[Notes] Step-by-step process to set up deep learning projects – Matthias Niessner

3 minute read

Published:

General advice: start simple -> use a small architecture (less than 1 mio params). In vision, ENet or a crippled ResNet-18 (only the first blocks) is a good choice. Common mistake: train model with 100mio+ params for 3 weeks only to notice that the data loader is broken.
从简单模型开始(参数量小于1百万)

No fancy features: disable dropout, no batchnorm, no learning rate decay, etc. These may give you a few % points at the end, but at the beginning they complicate everything; e.g., LR decay often falsely makes train curves look like they are converged.
关闭非必要的训练trick, 例如dropout, batchnorm, lr decay等等, lr decay常常错误地让训练曲线看起来收敛

Set up train/val: loss curves are all you have for debugging (TensorBoard is a great tool). Make sure to log loss for every batch (not just once an epoch); log val the same way as train: i.e., after every iteration run a forward pass for a random batch from the val set.
观察loss曲线, 记录每一个batch的loss信息(包括所有的epoch), 对val数据也要记录同样的loss信息, 每一个迭代后对测试集的一组随机batch进行一次前向推理

Overfit to a single train sample first: this debugs your output, which you expect the network to fully memorize. If you turn off all regularizes, such as weight decay, train loss should go to zero. Note that the input to the network will be ignored in this experiment.
对单个数据进行过拟合测试: 对输出进行调试确保网络对该情况进行了完全记忆, 在关闭了所有的正则时, 训练loss应该为0

Overfit to 5-10 train samples: now the network needs to predict different outputs depending on the input. For tasks like classification, train loss should still go to zero and training should take at most a few minutes. Val loss will go up as you don’t learn anything yet.

* **Dataset**:
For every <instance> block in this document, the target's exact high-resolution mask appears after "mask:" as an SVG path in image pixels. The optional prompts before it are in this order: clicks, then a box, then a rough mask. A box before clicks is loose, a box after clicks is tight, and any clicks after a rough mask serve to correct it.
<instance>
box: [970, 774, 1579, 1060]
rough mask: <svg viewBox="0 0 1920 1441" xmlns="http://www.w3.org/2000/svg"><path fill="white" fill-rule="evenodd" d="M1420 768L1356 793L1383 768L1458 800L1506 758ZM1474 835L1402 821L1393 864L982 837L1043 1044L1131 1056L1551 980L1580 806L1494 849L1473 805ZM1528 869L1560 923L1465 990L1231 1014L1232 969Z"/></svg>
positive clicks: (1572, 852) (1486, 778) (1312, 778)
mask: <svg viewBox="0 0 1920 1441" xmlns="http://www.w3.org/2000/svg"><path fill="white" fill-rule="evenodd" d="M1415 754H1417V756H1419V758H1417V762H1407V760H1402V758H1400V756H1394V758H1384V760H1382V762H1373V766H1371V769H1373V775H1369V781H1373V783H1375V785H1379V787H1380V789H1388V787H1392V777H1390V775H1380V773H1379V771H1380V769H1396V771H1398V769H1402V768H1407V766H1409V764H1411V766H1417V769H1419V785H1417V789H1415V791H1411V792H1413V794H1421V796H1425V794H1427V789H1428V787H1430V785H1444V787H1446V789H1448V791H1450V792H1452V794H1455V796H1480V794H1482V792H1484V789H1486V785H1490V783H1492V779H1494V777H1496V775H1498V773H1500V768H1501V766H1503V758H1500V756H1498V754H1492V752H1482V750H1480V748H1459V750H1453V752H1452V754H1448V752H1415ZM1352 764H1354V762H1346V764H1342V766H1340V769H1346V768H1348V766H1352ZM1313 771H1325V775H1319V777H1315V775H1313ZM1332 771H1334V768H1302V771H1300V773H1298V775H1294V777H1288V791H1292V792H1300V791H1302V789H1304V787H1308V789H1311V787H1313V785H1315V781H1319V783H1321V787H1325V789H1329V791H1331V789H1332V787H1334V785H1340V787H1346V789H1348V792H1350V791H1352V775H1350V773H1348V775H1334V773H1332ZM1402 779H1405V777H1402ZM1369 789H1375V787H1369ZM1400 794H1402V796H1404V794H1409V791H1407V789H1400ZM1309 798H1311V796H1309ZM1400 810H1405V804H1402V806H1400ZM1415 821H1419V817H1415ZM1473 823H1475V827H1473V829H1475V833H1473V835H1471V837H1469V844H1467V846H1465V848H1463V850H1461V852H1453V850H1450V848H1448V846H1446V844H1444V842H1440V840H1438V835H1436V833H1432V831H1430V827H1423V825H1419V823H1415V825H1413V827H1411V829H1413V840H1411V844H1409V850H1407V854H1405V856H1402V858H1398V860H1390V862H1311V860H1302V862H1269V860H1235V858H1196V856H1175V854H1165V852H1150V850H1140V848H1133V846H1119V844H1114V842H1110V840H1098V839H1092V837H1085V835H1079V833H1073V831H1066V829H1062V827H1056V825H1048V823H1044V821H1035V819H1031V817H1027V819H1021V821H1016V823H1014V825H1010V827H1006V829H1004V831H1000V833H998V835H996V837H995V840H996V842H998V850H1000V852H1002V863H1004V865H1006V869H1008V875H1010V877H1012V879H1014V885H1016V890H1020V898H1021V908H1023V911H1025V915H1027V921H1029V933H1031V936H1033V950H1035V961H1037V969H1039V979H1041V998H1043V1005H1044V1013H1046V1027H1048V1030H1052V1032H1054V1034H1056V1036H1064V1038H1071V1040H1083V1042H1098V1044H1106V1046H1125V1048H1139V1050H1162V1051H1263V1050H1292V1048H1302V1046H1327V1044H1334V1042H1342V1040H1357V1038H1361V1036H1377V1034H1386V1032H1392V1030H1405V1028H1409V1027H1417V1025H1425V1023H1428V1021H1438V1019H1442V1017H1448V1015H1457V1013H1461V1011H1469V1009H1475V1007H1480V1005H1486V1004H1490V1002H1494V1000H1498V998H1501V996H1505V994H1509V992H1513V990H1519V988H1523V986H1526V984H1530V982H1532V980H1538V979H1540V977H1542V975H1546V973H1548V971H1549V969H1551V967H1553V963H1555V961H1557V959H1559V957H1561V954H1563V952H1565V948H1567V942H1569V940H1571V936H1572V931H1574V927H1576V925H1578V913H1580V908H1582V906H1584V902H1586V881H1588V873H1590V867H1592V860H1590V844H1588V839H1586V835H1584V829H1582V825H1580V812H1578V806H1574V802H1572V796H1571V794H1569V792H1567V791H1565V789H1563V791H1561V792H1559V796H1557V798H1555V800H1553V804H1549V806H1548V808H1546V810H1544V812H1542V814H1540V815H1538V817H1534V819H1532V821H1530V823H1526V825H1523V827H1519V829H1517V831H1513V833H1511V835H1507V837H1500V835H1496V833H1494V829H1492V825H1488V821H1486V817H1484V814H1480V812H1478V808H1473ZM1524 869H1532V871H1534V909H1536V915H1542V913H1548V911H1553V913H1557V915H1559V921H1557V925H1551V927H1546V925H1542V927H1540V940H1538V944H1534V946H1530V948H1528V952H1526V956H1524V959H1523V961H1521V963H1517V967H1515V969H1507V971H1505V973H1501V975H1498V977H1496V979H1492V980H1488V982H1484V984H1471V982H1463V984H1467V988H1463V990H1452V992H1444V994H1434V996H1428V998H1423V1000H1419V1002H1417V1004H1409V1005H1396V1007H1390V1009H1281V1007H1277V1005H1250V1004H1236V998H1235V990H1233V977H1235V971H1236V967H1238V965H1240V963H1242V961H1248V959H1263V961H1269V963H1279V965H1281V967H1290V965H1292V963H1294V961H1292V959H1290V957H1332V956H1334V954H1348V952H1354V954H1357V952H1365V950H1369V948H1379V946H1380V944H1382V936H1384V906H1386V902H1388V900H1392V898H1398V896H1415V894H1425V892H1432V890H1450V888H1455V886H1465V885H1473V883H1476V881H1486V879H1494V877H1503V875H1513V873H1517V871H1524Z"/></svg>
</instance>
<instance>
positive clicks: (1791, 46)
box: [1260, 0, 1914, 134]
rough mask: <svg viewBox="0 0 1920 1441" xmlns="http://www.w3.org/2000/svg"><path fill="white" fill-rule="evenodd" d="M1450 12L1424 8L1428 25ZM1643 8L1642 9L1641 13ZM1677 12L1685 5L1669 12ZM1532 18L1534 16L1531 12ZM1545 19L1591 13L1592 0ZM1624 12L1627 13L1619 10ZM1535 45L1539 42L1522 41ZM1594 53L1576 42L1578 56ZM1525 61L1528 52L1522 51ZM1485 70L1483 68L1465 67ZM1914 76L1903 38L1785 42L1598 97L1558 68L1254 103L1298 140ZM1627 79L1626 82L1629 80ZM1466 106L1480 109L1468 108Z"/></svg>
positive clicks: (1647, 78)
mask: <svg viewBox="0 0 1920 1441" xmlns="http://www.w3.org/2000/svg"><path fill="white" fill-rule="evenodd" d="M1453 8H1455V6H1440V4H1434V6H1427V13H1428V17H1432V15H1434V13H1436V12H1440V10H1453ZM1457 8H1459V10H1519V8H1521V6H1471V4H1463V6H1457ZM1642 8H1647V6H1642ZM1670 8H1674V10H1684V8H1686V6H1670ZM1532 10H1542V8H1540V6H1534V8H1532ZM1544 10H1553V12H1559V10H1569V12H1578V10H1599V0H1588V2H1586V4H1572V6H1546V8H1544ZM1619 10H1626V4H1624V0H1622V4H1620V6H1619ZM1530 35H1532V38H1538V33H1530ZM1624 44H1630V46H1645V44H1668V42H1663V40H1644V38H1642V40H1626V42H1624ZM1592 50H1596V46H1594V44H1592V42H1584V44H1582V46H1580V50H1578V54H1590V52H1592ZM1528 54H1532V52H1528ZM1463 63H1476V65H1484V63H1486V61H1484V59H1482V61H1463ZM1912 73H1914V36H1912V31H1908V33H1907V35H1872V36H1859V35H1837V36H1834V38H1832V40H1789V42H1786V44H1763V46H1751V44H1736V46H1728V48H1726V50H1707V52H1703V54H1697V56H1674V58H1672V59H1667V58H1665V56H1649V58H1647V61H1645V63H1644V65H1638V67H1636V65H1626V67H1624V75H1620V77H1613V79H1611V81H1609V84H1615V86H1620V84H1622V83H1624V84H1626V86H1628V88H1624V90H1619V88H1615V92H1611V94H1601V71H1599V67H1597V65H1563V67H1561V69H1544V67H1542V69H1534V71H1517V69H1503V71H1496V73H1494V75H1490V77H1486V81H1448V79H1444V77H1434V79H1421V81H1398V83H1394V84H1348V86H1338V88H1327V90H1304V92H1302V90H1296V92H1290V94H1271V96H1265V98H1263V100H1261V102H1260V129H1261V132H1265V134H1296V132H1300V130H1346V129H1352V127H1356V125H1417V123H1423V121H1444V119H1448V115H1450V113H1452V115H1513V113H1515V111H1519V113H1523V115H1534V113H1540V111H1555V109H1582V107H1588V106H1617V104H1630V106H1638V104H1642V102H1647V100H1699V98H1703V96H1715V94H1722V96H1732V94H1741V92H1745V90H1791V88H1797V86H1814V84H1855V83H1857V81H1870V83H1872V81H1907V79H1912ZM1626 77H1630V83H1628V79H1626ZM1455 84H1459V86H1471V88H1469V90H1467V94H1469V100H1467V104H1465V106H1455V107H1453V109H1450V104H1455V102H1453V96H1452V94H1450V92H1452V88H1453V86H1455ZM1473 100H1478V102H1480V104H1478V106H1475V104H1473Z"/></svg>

* **Your objective**: Reproduce verbatim the stretch of the deep learning setup notes from "Overfit to a" through "in this experiment.".

* **Written solution**:
Overfit to a single train sample first: this debugs your output, which you expect the network to fully memorize. If you turn off all regularizes, such as weight decay, train loss should go to zero. Note that the input to the network will be ignored in this experiment.